--- Texte fourni ---

Dans un automate séquentiel, comme dans une transducteur fini, les transitions sont étiquetées par des couples formés d’une lettre d'entrée et d’un mot de sortie. De plus l’état initial est étiqueté par un mot appelé le « préfixe initial » et chaque état porte de plus un mot qui est la valeur d'une « fonction terminale ». Le mot de sortie calculé pour un mot d’entrée s’obtient en lisant l’entrée depuis l’état initial et en produisant les sorties spécifiées par les transitions ; le mot formé par ces sorties est préfixé par le préfixe initial et suffixé par le mot donné pour l’état final atteint. Si la fonction terminale n'est pas définie pour cet état, aucune sortie n'est produite. Lorsque le préfixe initial et la fonction terminale sont triviales, l'automate est un automate séquentiel pur.

---

Consigne => Pouvez-vous recopier à l'identique le passage du texte sur les automates séquentiels compris entre « Dans un automate » et « automate séquentiel pur. », ces deux segments inclus ?

--- Données brutes ---

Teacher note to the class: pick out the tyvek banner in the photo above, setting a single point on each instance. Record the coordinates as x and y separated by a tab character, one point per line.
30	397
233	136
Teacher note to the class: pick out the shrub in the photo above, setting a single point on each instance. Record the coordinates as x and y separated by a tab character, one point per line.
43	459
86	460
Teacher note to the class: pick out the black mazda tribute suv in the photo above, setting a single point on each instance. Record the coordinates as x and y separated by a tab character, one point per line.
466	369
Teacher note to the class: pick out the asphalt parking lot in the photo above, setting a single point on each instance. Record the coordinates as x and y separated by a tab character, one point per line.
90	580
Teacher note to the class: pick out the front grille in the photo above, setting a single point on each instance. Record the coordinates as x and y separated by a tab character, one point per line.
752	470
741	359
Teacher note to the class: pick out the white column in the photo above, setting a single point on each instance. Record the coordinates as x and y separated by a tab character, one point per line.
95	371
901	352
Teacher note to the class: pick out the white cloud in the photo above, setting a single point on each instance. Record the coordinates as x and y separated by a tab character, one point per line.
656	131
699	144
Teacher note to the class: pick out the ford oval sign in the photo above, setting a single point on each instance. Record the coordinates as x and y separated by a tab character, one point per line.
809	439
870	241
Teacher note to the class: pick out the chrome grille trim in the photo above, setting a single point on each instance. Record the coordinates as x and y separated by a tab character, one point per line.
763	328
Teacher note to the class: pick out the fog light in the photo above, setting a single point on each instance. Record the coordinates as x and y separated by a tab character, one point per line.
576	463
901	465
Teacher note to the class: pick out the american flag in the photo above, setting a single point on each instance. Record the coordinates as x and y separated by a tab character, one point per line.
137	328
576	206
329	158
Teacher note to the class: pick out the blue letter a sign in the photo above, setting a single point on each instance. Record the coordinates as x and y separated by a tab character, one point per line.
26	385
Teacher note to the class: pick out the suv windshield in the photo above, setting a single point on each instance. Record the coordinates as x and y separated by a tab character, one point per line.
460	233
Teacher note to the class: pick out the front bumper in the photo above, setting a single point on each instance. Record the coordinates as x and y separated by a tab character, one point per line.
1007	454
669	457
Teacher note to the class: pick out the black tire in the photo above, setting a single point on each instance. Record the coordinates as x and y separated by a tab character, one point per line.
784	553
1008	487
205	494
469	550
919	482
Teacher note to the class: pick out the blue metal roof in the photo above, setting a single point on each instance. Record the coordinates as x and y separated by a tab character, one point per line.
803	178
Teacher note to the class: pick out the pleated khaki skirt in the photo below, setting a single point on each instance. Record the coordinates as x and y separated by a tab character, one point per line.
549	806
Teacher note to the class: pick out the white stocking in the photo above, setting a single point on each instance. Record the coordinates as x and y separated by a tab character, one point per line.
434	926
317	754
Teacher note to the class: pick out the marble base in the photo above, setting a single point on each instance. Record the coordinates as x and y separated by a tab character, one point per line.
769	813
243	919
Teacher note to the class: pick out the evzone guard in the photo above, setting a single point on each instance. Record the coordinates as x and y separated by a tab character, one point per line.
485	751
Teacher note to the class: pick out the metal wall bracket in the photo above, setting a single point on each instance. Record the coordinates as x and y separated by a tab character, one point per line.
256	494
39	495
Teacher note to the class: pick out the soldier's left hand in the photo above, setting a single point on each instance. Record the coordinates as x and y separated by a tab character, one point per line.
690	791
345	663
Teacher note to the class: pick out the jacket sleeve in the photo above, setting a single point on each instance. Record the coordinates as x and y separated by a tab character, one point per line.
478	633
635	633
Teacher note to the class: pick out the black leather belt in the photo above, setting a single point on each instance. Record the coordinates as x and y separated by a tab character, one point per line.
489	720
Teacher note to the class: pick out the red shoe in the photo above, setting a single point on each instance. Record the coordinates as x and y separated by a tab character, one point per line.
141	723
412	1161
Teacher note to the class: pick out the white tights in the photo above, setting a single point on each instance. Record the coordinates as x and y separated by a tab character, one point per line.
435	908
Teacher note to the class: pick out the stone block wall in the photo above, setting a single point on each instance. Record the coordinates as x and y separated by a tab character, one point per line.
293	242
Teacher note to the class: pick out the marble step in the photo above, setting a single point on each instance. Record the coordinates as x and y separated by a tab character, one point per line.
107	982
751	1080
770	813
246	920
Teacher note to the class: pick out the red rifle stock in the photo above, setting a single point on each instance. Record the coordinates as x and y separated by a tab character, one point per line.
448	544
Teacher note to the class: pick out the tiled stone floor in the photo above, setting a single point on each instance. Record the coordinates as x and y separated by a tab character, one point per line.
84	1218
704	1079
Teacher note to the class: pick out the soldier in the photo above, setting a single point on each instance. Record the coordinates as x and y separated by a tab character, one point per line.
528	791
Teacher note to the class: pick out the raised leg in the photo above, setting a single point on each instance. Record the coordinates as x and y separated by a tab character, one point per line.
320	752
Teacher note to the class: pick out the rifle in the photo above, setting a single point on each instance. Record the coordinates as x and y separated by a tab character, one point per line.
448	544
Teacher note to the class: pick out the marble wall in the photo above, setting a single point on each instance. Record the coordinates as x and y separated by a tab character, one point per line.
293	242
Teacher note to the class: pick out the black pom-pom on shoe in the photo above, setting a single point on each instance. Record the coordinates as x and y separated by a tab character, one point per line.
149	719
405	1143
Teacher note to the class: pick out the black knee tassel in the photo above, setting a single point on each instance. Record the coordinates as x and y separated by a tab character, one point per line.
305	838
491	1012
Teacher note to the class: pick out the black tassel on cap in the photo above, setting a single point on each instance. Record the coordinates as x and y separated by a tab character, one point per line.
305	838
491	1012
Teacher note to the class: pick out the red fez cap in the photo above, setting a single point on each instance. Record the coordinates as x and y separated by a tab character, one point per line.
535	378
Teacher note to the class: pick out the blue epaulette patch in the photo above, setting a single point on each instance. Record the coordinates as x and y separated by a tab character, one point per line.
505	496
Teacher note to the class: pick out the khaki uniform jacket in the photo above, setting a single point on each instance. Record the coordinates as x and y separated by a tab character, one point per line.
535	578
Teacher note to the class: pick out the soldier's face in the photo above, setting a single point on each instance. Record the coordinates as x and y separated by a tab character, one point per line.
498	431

---

Réponse attendue =>
Dans un automate séquentiel, comme dans une transducteur fini, les transitions sont étiquetées par des couples formés d’une lettre d'entrée et d’un mot de sortie. De plus l’état initial est étiqueté par un mot appelé le « préfixe initial » et chaque état porte de plus un mot qui est la valeur d'une « fonction terminale ». Le mot de sortie calculé pour un mot d’entrée s’obtient en lisant l’entrée depuis l’état initial et en produisant les sorties spécifiées par les transitions ; le mot formé par ces sorties est préfixé par le préfixe initial et suffixé par le mot donné pour l’état final atteint. Si la fonction terminale n'est pas définie pour cet état, aucune sortie n'est produite. Lorsque le préfixe initial et la fonction terminale sont triviales, l'automate est un automate séquentiel pur.